Document extract:
National Military Police spokesman Eng Hy said he was too busy to provide further comments.

Tuol Kork district Military Police chief Long Vichet said 10 of his officers had been selected to join the training and that he hoped to see them having strong and healthy bodies.

“Exercise makes us healthy, so I exercise nearly every day. This morning before I went to work, I ran two or three kilometres, and when I come back home from work this evening, I will run some more.

“Sometimes, I cannot find the opportunity to exercise as I’m too busy, but we should try to exercise every day,” he stressed.

Vichet said those selected would attend a one-day training session at the Phnom Penh Military Police Command.

The trainees, he said, must listen and follow their trainers’ instructions so they are in a position to begin losing weight and decreasing their cholesterol.

Supplied material:
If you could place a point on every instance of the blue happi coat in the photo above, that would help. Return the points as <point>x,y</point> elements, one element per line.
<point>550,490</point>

Task instructions:
**1.** List every number that appears in the article on military police fitness training, as it is written there.
**2.** Carry the article on military police fitness training further, starting after its final sentence.

Results in order:
**1.** 10, two, three, one (in "one-day")

**2.**
After that, Vichet said, the trainees must spend three months exercising in their own homes or at a gym, either at the Military Police Command or elsewhere in the city.

He said if the trainees do not achieve positive results within three months, the trainers will adopt other strategies to help them.

Phuong Sophy, the Military Police commander in the capital’s Prek Pnov district, said he supported the training because it could help his Military Police officers become strong and healthy.

“I train every day. I exercise for one or two hours when I am away from work. Sometimes I run, and other times I go to the gym,” he said.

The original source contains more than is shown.